> **Task input**
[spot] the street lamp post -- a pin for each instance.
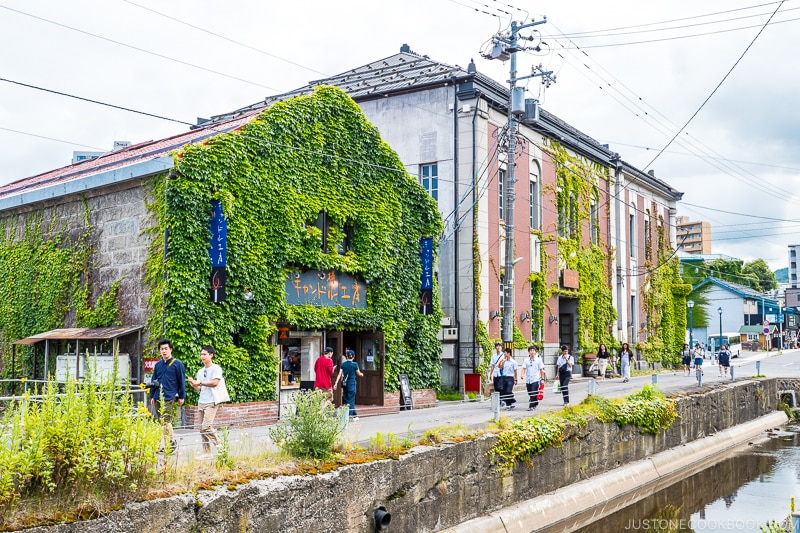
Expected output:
(719, 310)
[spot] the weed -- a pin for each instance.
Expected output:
(312, 430)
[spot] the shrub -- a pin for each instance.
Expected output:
(312, 430)
(79, 440)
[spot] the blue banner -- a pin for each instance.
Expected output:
(219, 236)
(325, 288)
(426, 259)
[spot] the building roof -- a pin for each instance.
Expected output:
(407, 72)
(757, 329)
(400, 73)
(119, 159)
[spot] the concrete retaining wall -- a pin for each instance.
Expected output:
(433, 488)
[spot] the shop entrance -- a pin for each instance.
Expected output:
(300, 350)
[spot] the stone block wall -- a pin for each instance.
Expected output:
(432, 488)
(119, 217)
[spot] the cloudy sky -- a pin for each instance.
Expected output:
(627, 75)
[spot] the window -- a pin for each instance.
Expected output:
(429, 178)
(632, 235)
(533, 198)
(339, 237)
(501, 193)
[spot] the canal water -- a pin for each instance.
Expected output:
(740, 493)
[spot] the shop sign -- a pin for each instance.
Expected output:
(426, 259)
(325, 288)
(217, 251)
(570, 279)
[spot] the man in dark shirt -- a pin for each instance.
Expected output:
(323, 369)
(170, 376)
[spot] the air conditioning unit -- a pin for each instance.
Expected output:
(448, 351)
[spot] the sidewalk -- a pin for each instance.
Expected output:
(476, 414)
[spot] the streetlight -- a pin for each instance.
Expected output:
(719, 310)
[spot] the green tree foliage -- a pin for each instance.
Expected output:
(274, 176)
(764, 278)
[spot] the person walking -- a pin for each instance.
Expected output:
(348, 372)
(533, 375)
(494, 370)
(208, 377)
(169, 378)
(602, 360)
(626, 359)
(686, 359)
(323, 370)
(698, 361)
(724, 361)
(564, 369)
(508, 378)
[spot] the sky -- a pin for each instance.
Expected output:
(706, 94)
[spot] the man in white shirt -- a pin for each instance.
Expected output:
(494, 371)
(508, 378)
(533, 374)
(208, 377)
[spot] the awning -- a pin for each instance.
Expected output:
(108, 333)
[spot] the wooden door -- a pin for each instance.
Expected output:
(333, 339)
(566, 332)
(370, 357)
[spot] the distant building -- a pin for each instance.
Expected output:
(793, 248)
(693, 237)
(79, 155)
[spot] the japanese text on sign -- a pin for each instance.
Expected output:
(217, 249)
(325, 288)
(426, 259)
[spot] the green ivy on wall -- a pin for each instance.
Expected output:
(664, 302)
(47, 276)
(274, 176)
(577, 189)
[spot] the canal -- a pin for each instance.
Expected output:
(742, 492)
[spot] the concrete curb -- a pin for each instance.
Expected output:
(581, 503)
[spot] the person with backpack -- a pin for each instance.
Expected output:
(533, 374)
(348, 372)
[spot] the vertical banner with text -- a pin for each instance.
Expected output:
(426, 279)
(218, 252)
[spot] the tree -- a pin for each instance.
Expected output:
(764, 278)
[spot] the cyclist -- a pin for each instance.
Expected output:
(698, 359)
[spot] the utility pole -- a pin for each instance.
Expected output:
(506, 47)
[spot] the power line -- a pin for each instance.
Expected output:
(752, 42)
(52, 139)
(223, 37)
(139, 49)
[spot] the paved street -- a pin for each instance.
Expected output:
(475, 414)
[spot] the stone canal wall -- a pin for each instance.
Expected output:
(433, 488)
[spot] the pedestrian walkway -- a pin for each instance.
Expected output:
(476, 414)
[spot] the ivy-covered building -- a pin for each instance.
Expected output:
(271, 235)
(594, 235)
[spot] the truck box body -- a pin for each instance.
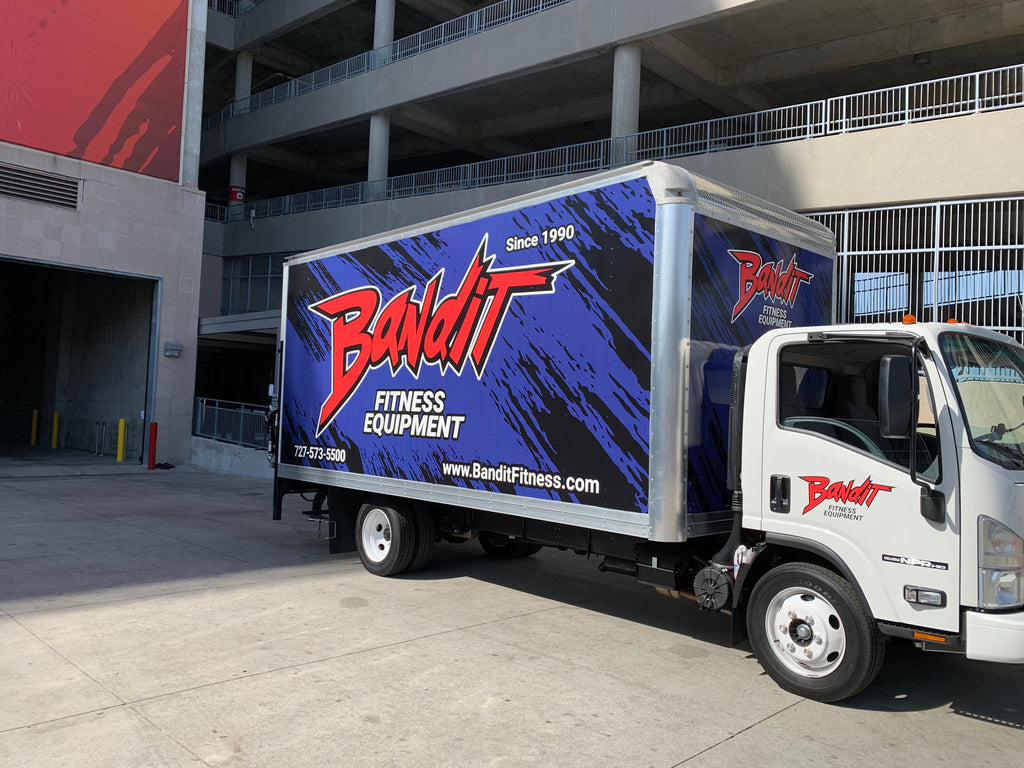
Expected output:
(564, 356)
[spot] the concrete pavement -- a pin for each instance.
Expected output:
(162, 619)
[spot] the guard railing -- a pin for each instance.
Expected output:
(981, 91)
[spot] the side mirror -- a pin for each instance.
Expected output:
(896, 394)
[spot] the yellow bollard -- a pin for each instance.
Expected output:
(121, 439)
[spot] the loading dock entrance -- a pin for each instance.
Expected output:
(77, 348)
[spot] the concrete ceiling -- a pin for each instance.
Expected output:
(767, 54)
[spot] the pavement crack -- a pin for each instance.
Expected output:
(737, 733)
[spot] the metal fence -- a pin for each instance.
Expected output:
(962, 260)
(981, 91)
(238, 423)
(232, 7)
(457, 29)
(227, 7)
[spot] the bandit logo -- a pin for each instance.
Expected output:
(406, 332)
(822, 489)
(775, 281)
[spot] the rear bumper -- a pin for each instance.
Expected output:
(994, 637)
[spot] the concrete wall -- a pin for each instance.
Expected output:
(236, 460)
(126, 224)
(869, 168)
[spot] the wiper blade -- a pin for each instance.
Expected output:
(1013, 452)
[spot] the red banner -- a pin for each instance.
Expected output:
(100, 81)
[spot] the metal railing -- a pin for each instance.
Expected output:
(237, 423)
(962, 260)
(982, 91)
(227, 7)
(232, 7)
(457, 29)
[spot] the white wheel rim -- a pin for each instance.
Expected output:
(806, 632)
(376, 535)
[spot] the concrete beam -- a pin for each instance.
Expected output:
(287, 61)
(572, 113)
(565, 33)
(671, 58)
(453, 132)
(442, 10)
(268, 20)
(976, 25)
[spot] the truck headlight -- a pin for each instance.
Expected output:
(1000, 565)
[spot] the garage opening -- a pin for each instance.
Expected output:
(75, 344)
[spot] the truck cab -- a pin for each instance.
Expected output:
(883, 494)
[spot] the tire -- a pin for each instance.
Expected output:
(812, 634)
(426, 532)
(385, 538)
(506, 548)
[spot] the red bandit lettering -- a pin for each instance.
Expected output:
(407, 333)
(823, 489)
(775, 281)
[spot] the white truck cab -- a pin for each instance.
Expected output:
(893, 455)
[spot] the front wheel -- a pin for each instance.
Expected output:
(811, 633)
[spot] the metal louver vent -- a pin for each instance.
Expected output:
(38, 186)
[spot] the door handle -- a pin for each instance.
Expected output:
(779, 494)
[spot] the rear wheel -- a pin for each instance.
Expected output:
(812, 634)
(385, 538)
(506, 548)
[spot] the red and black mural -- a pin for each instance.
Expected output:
(99, 81)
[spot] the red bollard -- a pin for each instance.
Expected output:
(152, 463)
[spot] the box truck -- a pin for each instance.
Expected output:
(640, 367)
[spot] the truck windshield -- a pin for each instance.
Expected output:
(989, 378)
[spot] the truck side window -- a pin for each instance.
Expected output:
(802, 391)
(833, 391)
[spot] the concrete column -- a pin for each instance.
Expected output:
(626, 90)
(193, 127)
(243, 89)
(243, 75)
(383, 23)
(380, 137)
(237, 179)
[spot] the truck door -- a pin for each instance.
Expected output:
(832, 482)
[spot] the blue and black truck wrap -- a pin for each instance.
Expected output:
(557, 370)
(563, 357)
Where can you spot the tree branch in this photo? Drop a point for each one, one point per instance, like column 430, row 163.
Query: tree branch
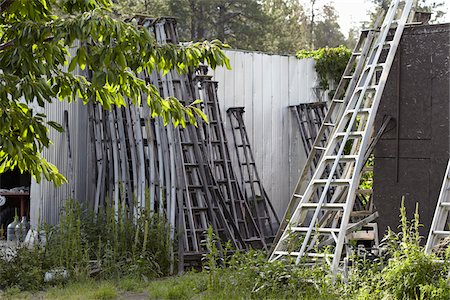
column 5, row 5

> **Written task**
Turn every line of the records above into a Markdown table with the columns Row and Line. Number the rows, skip blank lines, and omit the pictures.

> **Result**
| Row | Line |
|---|---|
| 1 | [spot] the street lamp post -- a pin for each instance. |
| 2 | Expected output: |
| 3 | (719, 310) |
| 4 | [spot] the weed -- a pin for each instance. |
| 5 | Expected output: |
| 6 | (312, 430) |
| 7 | [spot] the shrub -- a pin for each instance. |
| 8 | Expected output: |
| 9 | (312, 430) |
| 10 | (79, 440) |
| 11 | [spot] the blue banner -- a pin for each instance. |
| 12 | Expected output: |
| 13 | (219, 236) |
| 14 | (325, 288) |
| 15 | (426, 259) |
| 16 | [spot] the building roof -- a pin for each instance. |
| 17 | Expected output: |
| 18 | (407, 72) |
| 19 | (757, 329) |
| 20 | (400, 73) |
| 21 | (119, 159) |
| 22 | [spot] the concrete retaining wall -- a pin for each instance. |
| 23 | Expected output: |
| 24 | (433, 488) |
| 25 | [spot] the shop entrance -- a pin for each instance. |
| 26 | Expected output: |
| 27 | (300, 350) |
| 28 | [spot] the stone block wall -- a pin for each instance. |
| 29 | Expected output: |
| 30 | (432, 488) |
| 31 | (119, 217) |
| 32 | [spot] the cloudy sky -- a pin for each instance. |
| 33 | Expected output: |
| 34 | (627, 75) |
| 35 | [spot] the window -- a pin for each instance. |
| 36 | Expected output: |
| 37 | (429, 178) |
| 38 | (632, 235) |
| 39 | (533, 198) |
| 40 | (339, 237) |
| 41 | (501, 193) |
| 42 | [spot] the canal water -- a pin for each instance. |
| 43 | Expected output: |
| 44 | (740, 493) |
| 45 | [spot] the shop sign -- a pin for each instance. |
| 46 | Expected output: |
| 47 | (426, 259) |
| 48 | (325, 288) |
| 49 | (217, 251) |
| 50 | (570, 279) |
| 51 | [spot] the man in dark shirt -- a pin for each instance. |
| 52 | Expected output: |
| 53 | (323, 369) |
| 54 | (170, 376) |
| 55 | [spot] the air conditioning unit -- a pin for each instance. |
| 56 | Expected output: |
| 57 | (448, 351) |
| 58 | [spot] the sidewalk -- a pin for each instance. |
| 59 | Expected output: |
| 60 | (476, 414) |
| 61 | [spot] the streetlight -- a pin for each instance. |
| 62 | Expected output: |
| 63 | (719, 310) |
| 64 | [spot] the green tree foliage -- a pin for each instance. |
| 65 | Expected output: |
| 66 | (274, 176) |
| 67 | (764, 278) |
| 68 | [spot] the person walking -- a pin for each instance. |
| 69 | Expected output: |
| 70 | (348, 372) |
| 71 | (533, 375) |
| 72 | (494, 370) |
| 73 | (208, 377) |
| 74 | (169, 378) |
| 75 | (602, 360) |
| 76 | (626, 359) |
| 77 | (686, 359) |
| 78 | (323, 370) |
| 79 | (698, 361) |
| 80 | (724, 361) |
| 81 | (564, 369) |
| 82 | (508, 378) |
| 83 | [spot] the sky -- a pin for each instance. |
| 84 | Expected output: |
| 85 | (706, 94) |
| 86 | [spot] the man in white shirt -- a pin for each instance. |
| 87 | Expected output: |
| 88 | (494, 371) |
| 89 | (508, 378) |
| 90 | (533, 374) |
| 91 | (208, 377) |
| 92 | [spot] the awning -- a pin for each instance. |
| 93 | Expected output: |
| 94 | (108, 333) |
| 95 | [spot] the wooden door -- a pin for each instance. |
| 96 | Expected output: |
| 97 | (333, 339) |
| 98 | (566, 332) |
| 99 | (370, 357) |
| 100 | [spot] the distant building -- a pin for each instance. |
| 101 | Expected output: |
| 102 | (793, 248) |
| 103 | (693, 237) |
| 104 | (79, 155) |
| 105 | [spot] the japanese text on sign -- a pin for each instance. |
| 106 | Expected output: |
| 107 | (217, 249) |
| 108 | (325, 288) |
| 109 | (426, 259) |
| 110 | [spot] the green ivy on wall -- a pin for each instance. |
| 111 | Expected output: |
| 112 | (664, 302) |
| 113 | (47, 276) |
| 114 | (274, 176) |
| 115 | (577, 189) |
| 116 | [spot] the canal -- a pin for each instance. |
| 117 | Expected output: |
| 118 | (742, 492) |
| 119 | [spot] the concrete curb -- a pin for each instance. |
| 120 | Expected output: |
| 121 | (581, 503) |
| 122 | [spot] the person with backpack -- a pin for each instance. |
| 123 | Expected output: |
| 124 | (533, 374) |
| 125 | (348, 372) |
| 126 | [spot] the vertical banner with text -- a pin for each instance. |
| 127 | Expected output: |
| 128 | (426, 279) |
| 129 | (218, 252) |
| 130 | [spot] the tree -- a pin for each instance. |
| 131 | Expected output: |
| 132 | (764, 278) |
| 133 | [spot] the cyclist -- a pin for each instance. |
| 134 | Expected output: |
| 135 | (698, 359) |
| 136 | [spot] the utility pole -- a pin for each instance. |
| 137 | Expected output: |
| 138 | (506, 47) |
| 139 | [spot] the power line -- a pin for each instance. |
| 140 | Expected output: |
| 141 | (752, 42) |
| 142 | (52, 139) |
| 143 | (223, 37) |
| 144 | (139, 49) |
| 145 | [spot] the paved street -- a pin for each instance. |
| 146 | Expected output: |
| 147 | (475, 414) |
| 148 | [spot] the stone canal wall -- a pin for each instance. |
| 149 | Expected output: |
| 150 | (433, 488) |
| 151 | [spot] the pedestrian walkway -- a pin for each instance. |
| 152 | Expected output: |
| 153 | (476, 414) |
| 154 | [spot] the ivy-covered building -- a pin for each instance. |
| 155 | Expected output: |
| 156 | (271, 235) |
| 157 | (594, 235) |
| 158 | [spot] the truck box body -- a pin for each instance. |
| 159 | Expected output: |
| 160 | (564, 356) |
| 161 | [spot] the concrete pavement -- a pin for each instance. |
| 162 | Expected output: |
| 163 | (162, 619) |
| 164 | [spot] the guard railing -- a pin for each instance. |
| 165 | Expected output: |
| 166 | (981, 91) |
| 167 | [spot] the side mirror -- a pin for each instance. |
| 168 | Expected output: |
| 169 | (896, 394) |
| 170 | [spot] the yellow bollard -- a pin for each instance. |
| 171 | Expected output: |
| 172 | (121, 439) |
| 173 | [spot] the loading dock entrance -- a pin for each instance. |
| 174 | Expected output: |
| 175 | (77, 348) |
| 176 | [spot] the concrete ceiling -- a pin for each instance. |
| 177 | Expected output: |
| 178 | (767, 54) |
| 179 | [spot] the pavement crack -- a pin for each instance. |
| 180 | Expected output: |
| 181 | (737, 733) |
| 182 | [spot] the metal fence -- a pin for each instance. |
| 183 | Expected output: |
| 184 | (962, 260) |
| 185 | (981, 91) |
| 186 | (238, 423) |
| 187 | (232, 7) |
| 188 | (457, 29) |
| 189 | (227, 7) |
| 190 | [spot] the bandit logo -- a pin for each instance. |
| 191 | Expected output: |
| 192 | (406, 332) |
| 193 | (822, 489) |
| 194 | (775, 281) |
| 195 | [spot] the rear bumper -- a pin for each instance. |
| 196 | Expected output: |
| 197 | (994, 637) |
| 198 | [spot] the concrete wall -- a pin for each instance. |
| 199 | Expected output: |
| 200 | (236, 460) |
| 201 | (126, 224) |
| 202 | (869, 168) |
| 203 | [spot] the wiper blade -- a pin for each instance. |
| 204 | Expected output: |
| 205 | (1013, 452) |
| 206 | [spot] the red banner -- a pin for each instance. |
| 207 | Expected output: |
| 208 | (100, 81) |
| 209 | [spot] the metal railing -- a pin for each instance. |
| 210 | Expected output: |
| 211 | (237, 423) |
| 212 | (962, 260) |
| 213 | (982, 91) |
| 214 | (227, 7) |
| 215 | (232, 7) |
| 216 | (457, 29) |
| 217 | [spot] the white wheel rim -- a pin for each instance. |
| 218 | Expected output: |
| 219 | (806, 632) |
| 220 | (376, 535) |
| 221 | [spot] the concrete beam -- a pin for each instance. |
| 222 | Expected output: |
| 223 | (287, 61) |
| 224 | (572, 113) |
| 225 | (565, 33) |
| 226 | (671, 58) |
| 227 | (453, 132) |
| 228 | (442, 10) |
| 229 | (268, 20) |
| 230 | (976, 25) |
| 231 | [spot] the truck headlight -- a pin for each instance. |
| 232 | Expected output: |
| 233 | (1000, 565) |
| 234 | [spot] the garage opening -- a pin for each instance. |
| 235 | Expected output: |
| 236 | (75, 344) |
| 237 | [spot] the truck cab -- a pin for each instance. |
| 238 | Expected output: |
| 239 | (883, 494) |
| 240 | [spot] the tire -- a pin for each instance. |
| 241 | Expected output: |
| 242 | (812, 634) |
| 243 | (426, 532) |
| 244 | (385, 538) |
| 245 | (506, 548) |
| 246 | [spot] the red bandit lettering -- a pin for each instance. |
| 247 | Expected output: |
| 248 | (407, 333) |
| 249 | (823, 489) |
| 250 | (775, 281) |
| 251 | [spot] the white truck cab -- a pin for each instance. |
| 252 | Expected output: |
| 253 | (893, 455) |
| 254 | [spot] the front wheel -- a pin for each instance. |
| 255 | Expected output: |
| 256 | (811, 633) |
| 257 | [spot] the metal louver vent -- a pin for each instance. |
| 258 | Expected output: |
| 259 | (38, 186) |
| 260 | [spot] the door handle -- a pin for each instance. |
| 261 | Expected output: |
| 262 | (779, 494) |
| 263 | [spot] the rear wheel -- a pin for each instance. |
| 264 | Expected output: |
| 265 | (812, 634) |
| 266 | (385, 538) |
| 267 | (506, 548) |
| 268 | [spot] the red and black mural -- a pin for each instance. |
| 269 | Expected output: |
| 270 | (99, 81) |
| 271 | [spot] the red bollard -- a pin for each instance. |
| 272 | Expected output: |
| 273 | (152, 463) |
| 274 | [spot] the box truck -- a pin for each instance. |
| 275 | Expected output: |
| 276 | (640, 367) |
| 277 | [spot] the truck windshield -- a pin for each instance. |
| 278 | Expected output: |
| 279 | (989, 378) |
| 280 | [spot] the truck side window -- a pin for each instance. |
| 281 | Expected output: |
| 282 | (802, 391) |
| 283 | (833, 391) |
| 284 | [spot] the concrete column -- a pin for each instance. |
| 285 | Expected output: |
| 286 | (626, 90) |
| 287 | (193, 127) |
| 288 | (243, 89) |
| 289 | (243, 75) |
| 290 | (383, 23) |
| 291 | (380, 137) |
| 292 | (237, 179) |
| 293 | [spot] the truck door -- a pin for each instance. |
| 294 | Expected output: |
| 295 | (832, 482) |
| 296 | [spot] the blue and black truck wrap -- a pin for each instance. |
| 297 | Expected output: |
| 298 | (557, 370) |
| 299 | (563, 357) |
| 300 | Where can you spot the tree branch in this photo? Drop a point for each one, one point per instance, like column 430, row 163. |
| 301 | Query: tree branch |
| 302 | column 5, row 5 |